::: EXCERPTED TEXT
Breaking the Status Quo of International Design Law: How the United States' Design Law Frustrates the Purpose of the Hague Agreement.

AuthorMack, Nicholas P.

TABLE OF CONTENTS I. INTRODUCTION 1295 II. THE HAGUE AGREEMENT AND THE UNITED STATES: PAST AND PRESENT 1302 A. The History and Purpose of the Hague Agreement 1302 B. Protecting Industrial Designs on an International Scale 1304 C. The United States Signed and Ratified the Geneva Act of the Hague Agreement 1307 D. Current US Design Law Under the Hague System 1309 II. THE PUZZLE OF US DESIGN LAW: HOW IT FITS INTO THE INTERNATIONAL DESIGN REGIME 1314 A. Incentives Created by US Design Law Versus That of the Rest of the World 1314 B. Industrial Designs and Patents in TRIPS with Relation to US Design Law 1316 C. US Design Law is Problematic to International Industrial Design Applications Filed Under the Hague Agreement 1319 1. US Design Patent Law's Substantive Requirements are Problematic 1319 2. US Design Patent Law's Processing Lead Time is Problematic 1324 3. US Design Patent Law's Associated Costs are Problematic 1326 D. Benefits and Drawbacks to Other Hague Agreement Contracting Parties' Industrial Design Protections 1328 IV. A "NONOBVIOUS" SOLUTION TO THE INTERNATIONAL PROBLEMS OF US DESIGN LAW 1332 A. A Requirement of Nonobviousness Has No Place in Design Law 1333 B. Industrial Design Legislation's Fighting Chance in Today's US Political Climate 1336 C. The Macro-Level Impacts of Industrial Design Legislation in the United States 1338 V. CONCLUSION 1340 I. INTRODUCTION

What does a handbag designer in the United States have in common with one in Estonia? Aside from both being handbag designers, each can file an international application for industrial design protections for their handbag designs using the Hague System, an international system that enables industrial design protections in several countries and regions with little procedural formalities. (1) Using this system, a designer can designate numerous countries to seek design protections through a streamlined application process. (2) For argument's sake, assume that the United States designer sought design protections in only Estonia and the Estonian designer in only the United States under the Hague System. This is when a key issue arises. Because the Hague System only streamlines application processes, not municipal law, each designated party reviews the application under its own law. (3) In this instance, the United States handbag designer's design will be examined under Estonian design law--which mirrors that of nearly every other design-protecting regime in the world--requiring only that the design be novel and have individual character. (4) However, the Estonian handbag designer's design application will face many more obstacles due to the United States' utilization of its design patent law to examine such application, which enumerates more substantive requirements and necessitates a much longer processing lead time and higher associated costs. (5) When it comes to the Hague Agreement Concerning the International Registration of Industrial Designs (the Hague Agreement) and its contracting parties, the United States is an outlier in this respect. The implications of the difference between US design law and the law of most major US trading partners are explored in this Note.
::::::
::: INFORMATION SHOWN
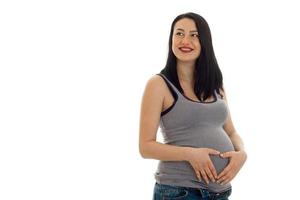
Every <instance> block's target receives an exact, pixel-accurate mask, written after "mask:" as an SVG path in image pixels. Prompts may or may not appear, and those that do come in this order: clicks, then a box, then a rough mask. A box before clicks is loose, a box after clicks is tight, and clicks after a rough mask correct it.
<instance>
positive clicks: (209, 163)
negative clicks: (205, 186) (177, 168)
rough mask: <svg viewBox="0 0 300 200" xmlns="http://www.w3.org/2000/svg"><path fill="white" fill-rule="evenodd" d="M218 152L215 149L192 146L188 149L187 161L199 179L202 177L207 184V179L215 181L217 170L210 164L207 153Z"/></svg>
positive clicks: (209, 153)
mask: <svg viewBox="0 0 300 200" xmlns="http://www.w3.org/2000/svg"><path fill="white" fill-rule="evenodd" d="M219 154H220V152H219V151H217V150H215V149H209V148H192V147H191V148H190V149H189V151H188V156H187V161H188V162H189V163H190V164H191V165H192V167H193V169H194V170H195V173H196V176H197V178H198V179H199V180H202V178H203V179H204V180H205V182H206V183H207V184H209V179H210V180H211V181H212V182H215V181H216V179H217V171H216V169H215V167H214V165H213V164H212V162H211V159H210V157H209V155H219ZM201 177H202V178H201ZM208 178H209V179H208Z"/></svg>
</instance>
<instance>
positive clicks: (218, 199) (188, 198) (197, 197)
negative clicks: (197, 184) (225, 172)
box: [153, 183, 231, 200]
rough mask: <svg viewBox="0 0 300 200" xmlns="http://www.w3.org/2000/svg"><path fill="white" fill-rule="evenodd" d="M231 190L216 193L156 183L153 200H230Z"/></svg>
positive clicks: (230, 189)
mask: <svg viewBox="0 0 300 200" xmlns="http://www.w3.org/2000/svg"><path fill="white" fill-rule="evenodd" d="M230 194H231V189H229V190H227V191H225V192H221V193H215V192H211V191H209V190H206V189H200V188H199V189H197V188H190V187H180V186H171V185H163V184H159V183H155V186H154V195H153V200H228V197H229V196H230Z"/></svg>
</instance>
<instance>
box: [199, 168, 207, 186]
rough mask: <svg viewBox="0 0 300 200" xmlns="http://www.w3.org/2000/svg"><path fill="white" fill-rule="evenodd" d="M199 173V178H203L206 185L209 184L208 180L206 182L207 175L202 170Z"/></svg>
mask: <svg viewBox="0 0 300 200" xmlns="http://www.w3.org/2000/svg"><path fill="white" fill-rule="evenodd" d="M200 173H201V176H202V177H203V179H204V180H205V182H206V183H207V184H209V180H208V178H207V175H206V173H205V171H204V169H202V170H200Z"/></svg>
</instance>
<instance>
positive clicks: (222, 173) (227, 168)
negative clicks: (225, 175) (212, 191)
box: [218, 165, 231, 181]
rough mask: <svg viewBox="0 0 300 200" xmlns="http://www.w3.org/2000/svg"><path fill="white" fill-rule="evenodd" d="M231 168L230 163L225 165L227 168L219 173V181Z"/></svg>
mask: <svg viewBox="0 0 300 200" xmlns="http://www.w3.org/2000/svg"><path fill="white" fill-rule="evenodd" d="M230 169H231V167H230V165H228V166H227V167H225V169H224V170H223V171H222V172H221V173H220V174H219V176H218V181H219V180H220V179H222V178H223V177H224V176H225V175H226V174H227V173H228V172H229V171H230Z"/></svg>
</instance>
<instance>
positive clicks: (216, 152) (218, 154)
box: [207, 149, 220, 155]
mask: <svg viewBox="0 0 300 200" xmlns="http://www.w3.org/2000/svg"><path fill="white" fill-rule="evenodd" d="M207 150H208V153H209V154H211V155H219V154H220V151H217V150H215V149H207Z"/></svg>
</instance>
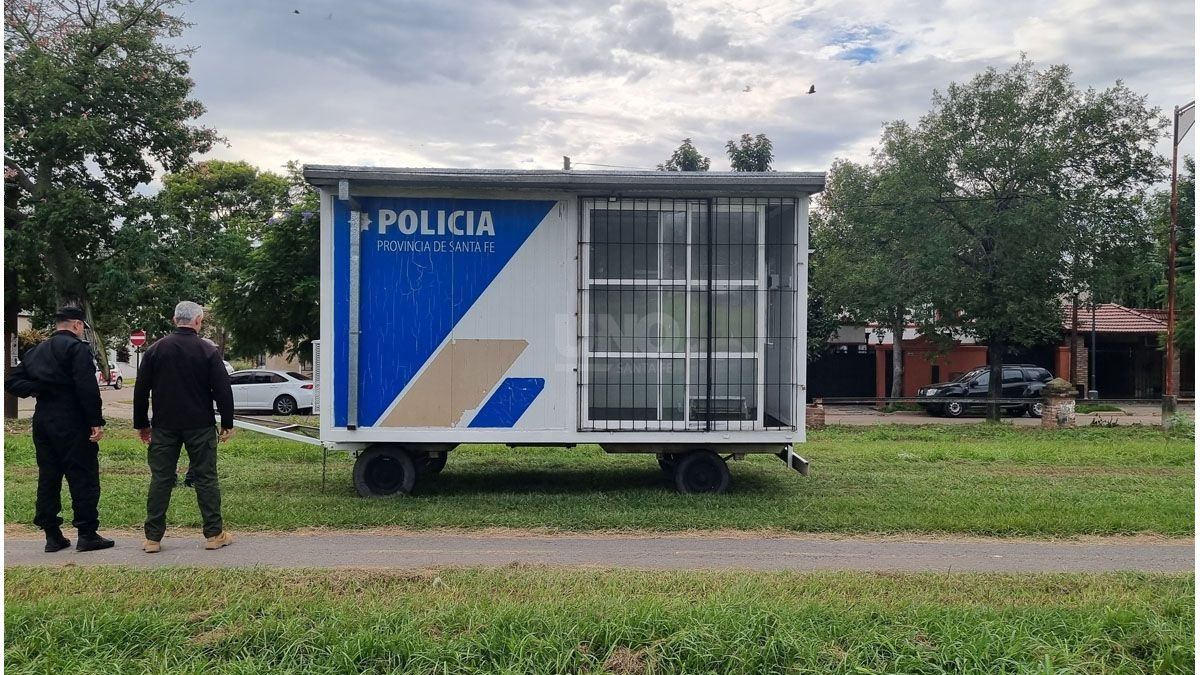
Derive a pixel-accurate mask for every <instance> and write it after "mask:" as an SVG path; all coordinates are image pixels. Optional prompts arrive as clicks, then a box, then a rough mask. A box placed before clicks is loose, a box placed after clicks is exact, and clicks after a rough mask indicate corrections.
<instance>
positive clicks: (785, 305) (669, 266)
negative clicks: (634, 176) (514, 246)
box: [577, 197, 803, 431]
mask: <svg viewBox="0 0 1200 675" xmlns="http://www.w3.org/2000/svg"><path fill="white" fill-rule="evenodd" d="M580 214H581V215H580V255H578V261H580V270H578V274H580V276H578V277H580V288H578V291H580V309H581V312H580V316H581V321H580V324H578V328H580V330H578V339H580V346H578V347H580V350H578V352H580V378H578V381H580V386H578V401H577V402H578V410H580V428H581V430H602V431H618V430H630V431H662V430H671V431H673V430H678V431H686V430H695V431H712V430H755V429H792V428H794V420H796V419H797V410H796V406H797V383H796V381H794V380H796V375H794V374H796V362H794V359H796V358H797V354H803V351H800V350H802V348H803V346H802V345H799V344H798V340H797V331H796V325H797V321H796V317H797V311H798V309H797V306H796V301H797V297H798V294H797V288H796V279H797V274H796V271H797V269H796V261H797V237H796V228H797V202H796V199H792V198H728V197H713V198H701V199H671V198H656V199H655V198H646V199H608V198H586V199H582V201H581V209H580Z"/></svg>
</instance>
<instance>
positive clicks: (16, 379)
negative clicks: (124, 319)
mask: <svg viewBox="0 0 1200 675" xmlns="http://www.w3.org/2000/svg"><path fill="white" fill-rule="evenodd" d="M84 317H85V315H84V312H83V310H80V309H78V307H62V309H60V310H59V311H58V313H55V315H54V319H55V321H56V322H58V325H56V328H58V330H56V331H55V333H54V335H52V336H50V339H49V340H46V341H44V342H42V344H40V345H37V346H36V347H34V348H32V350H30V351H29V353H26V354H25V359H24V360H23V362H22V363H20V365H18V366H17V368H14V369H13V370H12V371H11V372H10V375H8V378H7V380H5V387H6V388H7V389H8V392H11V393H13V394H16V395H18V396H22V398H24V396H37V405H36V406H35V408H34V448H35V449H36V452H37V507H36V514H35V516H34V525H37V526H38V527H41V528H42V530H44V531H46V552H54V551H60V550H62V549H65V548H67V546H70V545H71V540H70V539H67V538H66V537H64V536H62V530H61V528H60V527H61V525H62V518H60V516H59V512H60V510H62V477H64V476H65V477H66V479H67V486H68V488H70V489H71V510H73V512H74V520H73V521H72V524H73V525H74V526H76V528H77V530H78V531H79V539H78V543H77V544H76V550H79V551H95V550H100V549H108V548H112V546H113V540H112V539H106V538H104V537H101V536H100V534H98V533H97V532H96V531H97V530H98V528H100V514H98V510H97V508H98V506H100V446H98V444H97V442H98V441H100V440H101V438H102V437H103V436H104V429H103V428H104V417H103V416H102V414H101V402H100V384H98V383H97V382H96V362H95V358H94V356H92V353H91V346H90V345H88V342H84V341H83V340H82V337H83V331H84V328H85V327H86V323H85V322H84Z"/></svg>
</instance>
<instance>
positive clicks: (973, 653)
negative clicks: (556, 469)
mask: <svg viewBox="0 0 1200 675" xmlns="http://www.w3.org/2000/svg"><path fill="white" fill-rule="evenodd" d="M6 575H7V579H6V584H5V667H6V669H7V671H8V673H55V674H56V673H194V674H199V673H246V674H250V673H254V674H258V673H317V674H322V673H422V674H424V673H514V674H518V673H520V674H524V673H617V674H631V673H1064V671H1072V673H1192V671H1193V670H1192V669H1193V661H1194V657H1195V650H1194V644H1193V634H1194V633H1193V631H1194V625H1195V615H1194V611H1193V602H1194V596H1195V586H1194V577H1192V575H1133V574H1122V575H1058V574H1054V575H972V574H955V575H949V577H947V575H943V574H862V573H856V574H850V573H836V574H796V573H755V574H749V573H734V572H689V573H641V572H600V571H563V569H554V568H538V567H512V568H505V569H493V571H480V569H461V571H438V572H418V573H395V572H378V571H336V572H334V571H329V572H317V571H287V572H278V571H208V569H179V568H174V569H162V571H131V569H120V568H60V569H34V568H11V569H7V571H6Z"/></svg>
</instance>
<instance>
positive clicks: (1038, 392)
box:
::::::
::: INFORMATION SHOWN
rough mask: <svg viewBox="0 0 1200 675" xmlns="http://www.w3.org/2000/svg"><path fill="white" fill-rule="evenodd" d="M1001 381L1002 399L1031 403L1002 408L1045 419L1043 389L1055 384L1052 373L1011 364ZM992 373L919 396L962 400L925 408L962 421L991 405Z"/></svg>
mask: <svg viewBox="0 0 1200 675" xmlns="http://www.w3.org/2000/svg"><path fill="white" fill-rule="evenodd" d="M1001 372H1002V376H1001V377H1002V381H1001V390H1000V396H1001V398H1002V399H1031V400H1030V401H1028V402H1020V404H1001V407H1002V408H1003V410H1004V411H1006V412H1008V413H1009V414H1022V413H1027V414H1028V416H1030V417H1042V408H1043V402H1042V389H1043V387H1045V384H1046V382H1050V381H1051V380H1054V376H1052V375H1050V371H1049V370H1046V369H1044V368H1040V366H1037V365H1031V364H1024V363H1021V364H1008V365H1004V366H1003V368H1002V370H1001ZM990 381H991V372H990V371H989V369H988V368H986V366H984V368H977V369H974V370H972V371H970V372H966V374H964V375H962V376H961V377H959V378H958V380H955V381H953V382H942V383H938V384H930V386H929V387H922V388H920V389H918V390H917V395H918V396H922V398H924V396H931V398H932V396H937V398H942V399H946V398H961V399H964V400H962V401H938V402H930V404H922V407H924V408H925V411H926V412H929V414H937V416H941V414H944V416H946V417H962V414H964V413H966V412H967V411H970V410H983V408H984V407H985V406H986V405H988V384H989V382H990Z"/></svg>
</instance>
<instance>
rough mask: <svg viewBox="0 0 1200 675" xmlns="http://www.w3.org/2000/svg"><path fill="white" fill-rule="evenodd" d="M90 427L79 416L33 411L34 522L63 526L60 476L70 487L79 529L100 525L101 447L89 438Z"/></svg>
::::::
> [WORK ITEM] From the text on US design law and the Hague Agreement, quote everything from "Breaking the Status" down to "AuthorMack, Nicholas P.".

> [RESPONSE AREA]
Breaking the Status Quo of International Design Law: How the United States' Design Law Frustrates the Purpose of the Hague Agreement.

AuthorMack, Nicholas P.